### AUFGABENSTELLUNG:
Beantworten Sie zum Textauszug über die Krankenversicherung folgende Fragen:
(a) Welche Frist ist laut Orientierungssatz nicht auf vertragliche Regelungen zwischen Krankenkasse und Krankenhaus zu übertragen?
(b) Unter welchem Datum und Aktenzeichen ist das nachgehende Urteil des BSG angegeben?
(c) Was wird im Tenor über die Berufung bestimmt?

### TEXTAUSZUG:
● ● ● ● ● ● ●

Entscheidungsstichwort (Thema)

Krankenversicherung. Krankenhaus. Sechs-Wochen-Frist nach § 275 Abs 1c SGB 5 gilt nicht für vertragliche Regelungen. Korrekturbetrag muss über Wert der Aufwandspauschale liegen. Wertgrenze von mindestens 5 Prozent des ursprünglichen Rechnungsbetrages muss nicht erreicht werden

 

Orientierungssatz

1. Die Sechs-Wochen-Frist des § 275 Abs 1c SGB 5 ist nicht auf vertragliche Regelungen zwischen Krankenkasse und Krankenhaus zu übertragen.

2. Der Korrekturbetrag muss über dem Wert der Aufwandspauschale nach § 275 Abs 1c S 3 SGB 5 liegen (vgl BSG vom 17.12.2009 - B 3 KR 12/08 R = BSGE 105, 150 = SozR 4-2500 § 109 Nr 20).

3. Die Wertgrenze von mindestens 5 % des ursprünglichen Rechnungsbetrages muss nicht erreicht werden (Entgegen BSG vom 17.12.2009 - B 3 KR 12/08 R aaO).

 

Nachgehend

BSG (Urteil vom 19.04.2016; Aktenzeichen B 1 KR 33/15 R)

 

Tenor

1. Die Berufung wird zurückgewiesen.

● ● ● ● ● ● ●

### ROHDATEN:
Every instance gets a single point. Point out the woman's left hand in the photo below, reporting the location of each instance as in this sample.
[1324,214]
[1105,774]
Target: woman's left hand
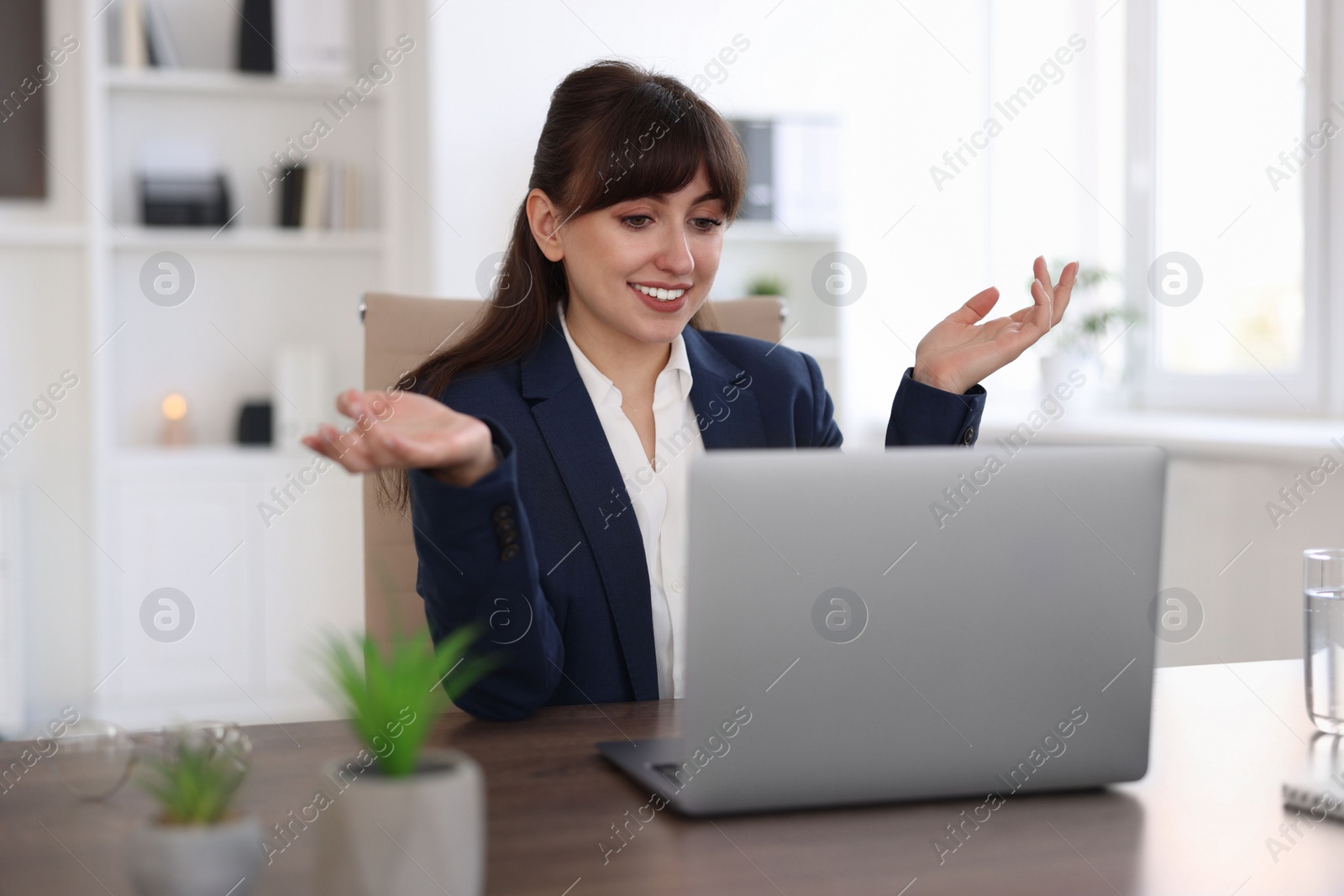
[958,352]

● ● ● ● ● ● ●

### LÖSUNG:
(a) Die Sechs-Wochen-Frist des § 275 Abs 1c SGB 5.
(b) Urteil vom 19.04.2016, Aktenzeichen B 1 KR 33/15 R.
(c) Die Berufung wird zurückgewiesen.